### What is needed
The records follow. Filter them to the lines that hold "each".

• • •

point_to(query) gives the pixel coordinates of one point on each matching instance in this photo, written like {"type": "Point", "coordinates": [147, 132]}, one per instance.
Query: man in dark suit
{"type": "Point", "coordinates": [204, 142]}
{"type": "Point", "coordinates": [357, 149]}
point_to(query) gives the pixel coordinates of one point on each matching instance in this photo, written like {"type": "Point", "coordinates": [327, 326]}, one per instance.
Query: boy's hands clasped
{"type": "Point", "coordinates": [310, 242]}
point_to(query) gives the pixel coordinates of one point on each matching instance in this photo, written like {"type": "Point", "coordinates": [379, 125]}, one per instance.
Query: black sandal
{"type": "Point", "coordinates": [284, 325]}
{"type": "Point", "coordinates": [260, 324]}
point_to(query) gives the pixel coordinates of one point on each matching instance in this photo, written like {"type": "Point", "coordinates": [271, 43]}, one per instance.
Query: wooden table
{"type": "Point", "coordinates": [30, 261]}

• • •

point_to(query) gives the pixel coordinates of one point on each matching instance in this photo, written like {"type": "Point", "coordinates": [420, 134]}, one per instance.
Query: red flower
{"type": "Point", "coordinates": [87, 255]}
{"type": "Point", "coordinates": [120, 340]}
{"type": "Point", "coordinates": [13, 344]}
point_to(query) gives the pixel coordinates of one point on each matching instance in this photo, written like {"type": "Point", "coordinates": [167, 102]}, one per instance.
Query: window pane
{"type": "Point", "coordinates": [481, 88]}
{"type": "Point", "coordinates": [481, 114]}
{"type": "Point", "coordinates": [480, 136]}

• • •

### Output for this task
point_to(query) gives the pixel coordinates of one point on each matching instance in this photo, written like {"type": "Point", "coordinates": [147, 132]}, one per instance.
point_to(query) gives the pixel coordinates of one point on each matching instance in this photo, written like {"type": "Point", "coordinates": [327, 326]}, one per instance.
point_to(query) gives the pixel coordinates of one point on each matching instance in this photo, written like {"type": "Point", "coordinates": [379, 125]}, one per instance.
point_to(query) gives the pixel coordinates of one point on each matching instance in this photo, written like {"type": "Point", "coordinates": [271, 43]}, one per instance.
point_to(query) gives the pixel coordinates of one point on each matching instance in this photo, written like {"type": "Point", "coordinates": [420, 134]}, one per instance.
point_to(query) gives the pixel coordinates of one point on each matching instance in this photo, written like {"type": "Point", "coordinates": [167, 102]}, one per instance.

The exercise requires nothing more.